═══ Text provided

Why Malawi? It’s the Warmth of the heart
What makes this slogan, the warm heart of Africa so successful is its surprising truth. Not that Malawi is geographically quite at the heart of Africa, but that its people epitomise all the gentle, joyful, forgiving and laughter-filed traits of Africans. The people of Malawi are the warmth at the heart.
Malawi is not a wealthy country but there are riches in the people. These are the most polite, patient and friendly folk the visitor is very likely to meet. Their peace loving nature fosters a need to please, and often their personal sensitivity towards a stranger makes them seem almost psychic. As crowd, their sense of humour overcomes our sensitivity and a discomforting moment, like a collapsing chair, is greeted with joyful hilarity. They might have invented retail therapy, since buying and selling is, to them, not so much an economic exchange as an essential social transaction.
Malawi, in fact, seems to straddle time. In rural areas life continues as much as it did centuries ago: the men will hunt perhaps, or fish; women will draw water, hoe the fields, pound grain or cassava into meal, gather indigenous plants for relishes or cure. If there is too little to go around, as is increasingly the case, the men will go in search of work, and come face to face with the other urban and very modern Malawi.

══════

* **Task to complete**
Carry on the text about Malawi and its people, starting right after its last sentence.

═══ Excerpted records

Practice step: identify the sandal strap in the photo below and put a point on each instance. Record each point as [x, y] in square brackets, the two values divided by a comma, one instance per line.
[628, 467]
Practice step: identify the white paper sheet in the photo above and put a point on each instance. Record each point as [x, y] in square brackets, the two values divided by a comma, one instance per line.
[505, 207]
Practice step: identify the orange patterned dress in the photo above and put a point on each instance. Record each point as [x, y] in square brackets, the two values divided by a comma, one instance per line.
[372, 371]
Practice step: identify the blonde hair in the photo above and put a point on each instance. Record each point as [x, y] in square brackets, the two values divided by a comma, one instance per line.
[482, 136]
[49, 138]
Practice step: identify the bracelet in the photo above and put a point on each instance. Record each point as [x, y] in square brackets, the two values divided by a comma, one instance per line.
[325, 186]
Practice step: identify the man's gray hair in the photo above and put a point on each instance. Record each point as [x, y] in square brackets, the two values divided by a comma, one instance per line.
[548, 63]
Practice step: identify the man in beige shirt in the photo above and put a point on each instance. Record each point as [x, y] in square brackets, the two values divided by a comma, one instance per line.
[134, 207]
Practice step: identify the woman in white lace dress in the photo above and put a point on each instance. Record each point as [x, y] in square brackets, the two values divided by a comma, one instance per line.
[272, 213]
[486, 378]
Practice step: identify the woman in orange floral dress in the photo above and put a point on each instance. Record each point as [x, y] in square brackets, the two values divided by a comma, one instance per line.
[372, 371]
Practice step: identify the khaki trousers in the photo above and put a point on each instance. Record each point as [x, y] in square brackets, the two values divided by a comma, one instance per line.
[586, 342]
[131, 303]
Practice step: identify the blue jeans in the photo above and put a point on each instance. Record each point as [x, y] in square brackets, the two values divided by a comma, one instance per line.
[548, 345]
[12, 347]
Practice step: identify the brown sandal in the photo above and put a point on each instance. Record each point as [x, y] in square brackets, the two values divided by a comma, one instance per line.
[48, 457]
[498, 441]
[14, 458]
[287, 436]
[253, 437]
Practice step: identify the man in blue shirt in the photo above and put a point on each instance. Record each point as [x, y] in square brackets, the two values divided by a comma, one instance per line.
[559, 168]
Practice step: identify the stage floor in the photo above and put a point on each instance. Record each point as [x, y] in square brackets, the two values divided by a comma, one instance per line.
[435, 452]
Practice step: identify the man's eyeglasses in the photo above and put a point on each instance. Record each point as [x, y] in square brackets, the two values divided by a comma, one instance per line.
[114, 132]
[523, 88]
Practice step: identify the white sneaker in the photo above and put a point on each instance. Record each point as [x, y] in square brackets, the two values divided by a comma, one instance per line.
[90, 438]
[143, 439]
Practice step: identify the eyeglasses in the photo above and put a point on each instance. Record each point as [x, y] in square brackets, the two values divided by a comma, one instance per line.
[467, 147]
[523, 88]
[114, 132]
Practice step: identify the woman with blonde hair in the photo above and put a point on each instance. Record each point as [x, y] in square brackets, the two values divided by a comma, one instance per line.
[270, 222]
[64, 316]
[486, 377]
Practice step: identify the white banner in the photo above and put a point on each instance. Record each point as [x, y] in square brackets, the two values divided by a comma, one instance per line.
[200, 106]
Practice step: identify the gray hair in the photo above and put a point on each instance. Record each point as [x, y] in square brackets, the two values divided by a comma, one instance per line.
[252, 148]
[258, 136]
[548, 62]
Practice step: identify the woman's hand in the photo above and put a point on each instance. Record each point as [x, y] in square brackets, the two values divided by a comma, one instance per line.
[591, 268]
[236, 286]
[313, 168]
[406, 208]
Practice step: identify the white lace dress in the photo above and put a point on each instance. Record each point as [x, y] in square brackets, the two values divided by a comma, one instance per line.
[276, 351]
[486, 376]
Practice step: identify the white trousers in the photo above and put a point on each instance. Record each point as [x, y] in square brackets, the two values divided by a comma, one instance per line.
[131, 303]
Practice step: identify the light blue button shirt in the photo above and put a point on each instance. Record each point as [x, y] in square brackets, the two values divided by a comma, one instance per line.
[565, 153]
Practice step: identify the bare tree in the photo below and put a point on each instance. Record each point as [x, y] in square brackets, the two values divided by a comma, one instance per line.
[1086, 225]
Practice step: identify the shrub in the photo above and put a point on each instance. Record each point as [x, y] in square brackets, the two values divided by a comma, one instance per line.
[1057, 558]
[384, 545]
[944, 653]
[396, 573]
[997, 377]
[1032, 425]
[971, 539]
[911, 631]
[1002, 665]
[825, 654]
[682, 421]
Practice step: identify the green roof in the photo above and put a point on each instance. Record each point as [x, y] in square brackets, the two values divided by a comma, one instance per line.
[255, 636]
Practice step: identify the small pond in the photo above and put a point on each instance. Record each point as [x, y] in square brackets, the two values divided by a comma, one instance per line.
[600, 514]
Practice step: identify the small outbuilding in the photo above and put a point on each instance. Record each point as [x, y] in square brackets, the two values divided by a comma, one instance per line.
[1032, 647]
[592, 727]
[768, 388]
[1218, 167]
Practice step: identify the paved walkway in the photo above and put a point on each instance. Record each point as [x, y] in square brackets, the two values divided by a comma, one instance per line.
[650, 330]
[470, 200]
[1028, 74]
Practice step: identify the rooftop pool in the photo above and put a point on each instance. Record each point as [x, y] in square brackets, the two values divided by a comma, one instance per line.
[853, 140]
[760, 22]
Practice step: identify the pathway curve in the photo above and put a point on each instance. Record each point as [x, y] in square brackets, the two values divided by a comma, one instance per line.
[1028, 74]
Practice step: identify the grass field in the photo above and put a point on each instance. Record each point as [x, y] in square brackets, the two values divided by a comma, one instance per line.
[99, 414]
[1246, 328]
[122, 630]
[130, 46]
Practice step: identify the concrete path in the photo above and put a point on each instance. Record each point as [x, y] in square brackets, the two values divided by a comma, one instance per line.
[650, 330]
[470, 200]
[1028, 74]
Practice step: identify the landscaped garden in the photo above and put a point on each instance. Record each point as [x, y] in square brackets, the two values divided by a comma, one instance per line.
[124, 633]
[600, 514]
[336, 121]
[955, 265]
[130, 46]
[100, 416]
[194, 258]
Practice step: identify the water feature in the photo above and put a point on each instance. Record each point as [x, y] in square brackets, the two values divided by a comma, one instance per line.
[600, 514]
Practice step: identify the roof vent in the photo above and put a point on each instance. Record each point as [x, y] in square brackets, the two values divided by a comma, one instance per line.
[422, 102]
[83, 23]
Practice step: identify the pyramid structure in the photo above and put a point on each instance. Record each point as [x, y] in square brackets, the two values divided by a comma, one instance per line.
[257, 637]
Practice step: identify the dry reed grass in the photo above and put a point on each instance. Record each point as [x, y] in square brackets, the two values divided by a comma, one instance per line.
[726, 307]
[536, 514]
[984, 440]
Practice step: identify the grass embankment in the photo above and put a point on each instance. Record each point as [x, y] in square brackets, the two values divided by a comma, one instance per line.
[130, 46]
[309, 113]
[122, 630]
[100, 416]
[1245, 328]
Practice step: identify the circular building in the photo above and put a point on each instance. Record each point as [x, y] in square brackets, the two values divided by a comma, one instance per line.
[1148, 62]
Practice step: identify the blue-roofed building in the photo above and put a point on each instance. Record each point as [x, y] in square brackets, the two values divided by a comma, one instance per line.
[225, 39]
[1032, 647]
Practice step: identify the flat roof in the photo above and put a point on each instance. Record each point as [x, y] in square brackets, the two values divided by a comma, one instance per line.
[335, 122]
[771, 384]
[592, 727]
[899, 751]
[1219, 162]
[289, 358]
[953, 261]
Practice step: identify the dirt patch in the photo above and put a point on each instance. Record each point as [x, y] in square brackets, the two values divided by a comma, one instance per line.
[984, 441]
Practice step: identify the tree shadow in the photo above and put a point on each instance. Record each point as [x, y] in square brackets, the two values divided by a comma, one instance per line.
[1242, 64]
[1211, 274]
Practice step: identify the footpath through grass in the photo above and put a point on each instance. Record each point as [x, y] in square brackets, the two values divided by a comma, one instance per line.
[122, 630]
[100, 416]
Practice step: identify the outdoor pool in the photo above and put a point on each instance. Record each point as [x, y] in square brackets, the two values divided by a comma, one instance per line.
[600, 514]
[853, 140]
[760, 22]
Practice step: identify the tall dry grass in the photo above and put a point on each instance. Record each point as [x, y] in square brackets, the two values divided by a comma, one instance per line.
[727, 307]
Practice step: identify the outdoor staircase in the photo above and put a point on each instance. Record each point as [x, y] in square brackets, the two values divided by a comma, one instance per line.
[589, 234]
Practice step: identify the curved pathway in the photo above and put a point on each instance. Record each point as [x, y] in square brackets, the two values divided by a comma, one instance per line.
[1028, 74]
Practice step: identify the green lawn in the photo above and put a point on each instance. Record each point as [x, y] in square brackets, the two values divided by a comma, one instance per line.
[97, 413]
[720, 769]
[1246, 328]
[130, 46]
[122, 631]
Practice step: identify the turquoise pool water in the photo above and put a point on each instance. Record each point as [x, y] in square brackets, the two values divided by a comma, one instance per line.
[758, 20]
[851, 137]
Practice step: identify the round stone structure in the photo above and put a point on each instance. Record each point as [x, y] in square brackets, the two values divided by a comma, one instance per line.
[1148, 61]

══════

* **Answer box**
Malawi’s loveliness touches the heart. Landlocked and isolated by rugged terrain, it has a balmy year-round climate and wonderfully fertile and productive land. It once had tall forests of beautiful trees as far as the eye could see, and the lake was a magic pot producing endless quantities of fish and fresh water. Its very isolation afforded some protection. It was a fecund, flourishing little paradise, and in many ways, it still is.
But in the meantime, Malawi remains a mostly undiscovered African jewel. The name is said to refer to “reflected light”. Some feel this means the burning light from the lake, some feel it’s the reflected fire of dawn.
Dawn and dusk do coax magical reflections from the clouds, especially over the gently breathing swell of the lake. Towering meringues of apricot and peach, shot with lilac mother-of-pearl, or molten rivers of volcano red and tongues of orange fire lies across strata of banked cloud, the shifting mirror of water a deepening echo of splendour. In the hazy midday, when the mountains of Mozambique or Tanzania melt into the misty sky and the water fades away, lake, sky, and earth are one seamless continuum, a dreamlike whole. Reality shudders in the heat-haze. Malawi itself seems as ephemeral as reflected light, and how you respond to it reflects yourself.